WHAT IS REQUIRED:
A word-for-word copy of the line containing "Where can you find the empty" and every following line to the end of the data below is all the answer should hold.

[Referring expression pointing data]
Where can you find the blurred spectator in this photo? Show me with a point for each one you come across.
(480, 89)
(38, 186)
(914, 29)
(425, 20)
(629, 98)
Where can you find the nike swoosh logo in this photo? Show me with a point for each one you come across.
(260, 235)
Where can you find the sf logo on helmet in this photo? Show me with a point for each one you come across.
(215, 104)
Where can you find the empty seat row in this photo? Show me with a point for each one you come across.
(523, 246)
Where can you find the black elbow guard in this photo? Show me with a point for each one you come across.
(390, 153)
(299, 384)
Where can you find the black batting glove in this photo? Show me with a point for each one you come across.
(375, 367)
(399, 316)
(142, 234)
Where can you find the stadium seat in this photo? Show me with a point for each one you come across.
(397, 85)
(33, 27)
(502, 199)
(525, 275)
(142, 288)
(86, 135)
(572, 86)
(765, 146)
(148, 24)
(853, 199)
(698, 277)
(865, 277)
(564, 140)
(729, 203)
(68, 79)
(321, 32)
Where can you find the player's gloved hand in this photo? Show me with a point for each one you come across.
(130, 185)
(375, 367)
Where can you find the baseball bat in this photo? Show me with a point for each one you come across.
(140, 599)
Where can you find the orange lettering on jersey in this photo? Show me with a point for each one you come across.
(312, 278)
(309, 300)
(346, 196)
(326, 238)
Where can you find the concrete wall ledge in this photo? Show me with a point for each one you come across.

ANSWER TO THIS PROBLEM:
Where can you find the empty seat row in this photo? Show me with a point for each one you come across.
(523, 246)
Where can you find the black elbow guard in this photo? Show me with a point for each one you come across.
(390, 153)
(299, 384)
Where can you find the black batting glove in this photo? Show me with a point for each one you come across.
(375, 367)
(399, 316)
(142, 234)
Where can you find the stadium seat in this photo? Show me with a point for each one you come across.
(397, 85)
(33, 27)
(502, 199)
(525, 275)
(142, 288)
(86, 135)
(572, 86)
(765, 146)
(148, 24)
(853, 199)
(698, 277)
(865, 277)
(564, 140)
(729, 203)
(68, 79)
(321, 32)
Where can you find the player's gloved hand in this photo? Show me with a point for each one you come across.
(130, 185)
(375, 367)
Where can you find the baseball bat in this photo? Show me with a point for each one you come across.
(140, 599)
Where can you find the orange lettering on jersey in this photo? Show me with a point for each one you come across.
(312, 278)
(309, 300)
(346, 196)
(326, 238)
Where can you find the concrete wall ledge in this photo? Show me with a point for each one you come across.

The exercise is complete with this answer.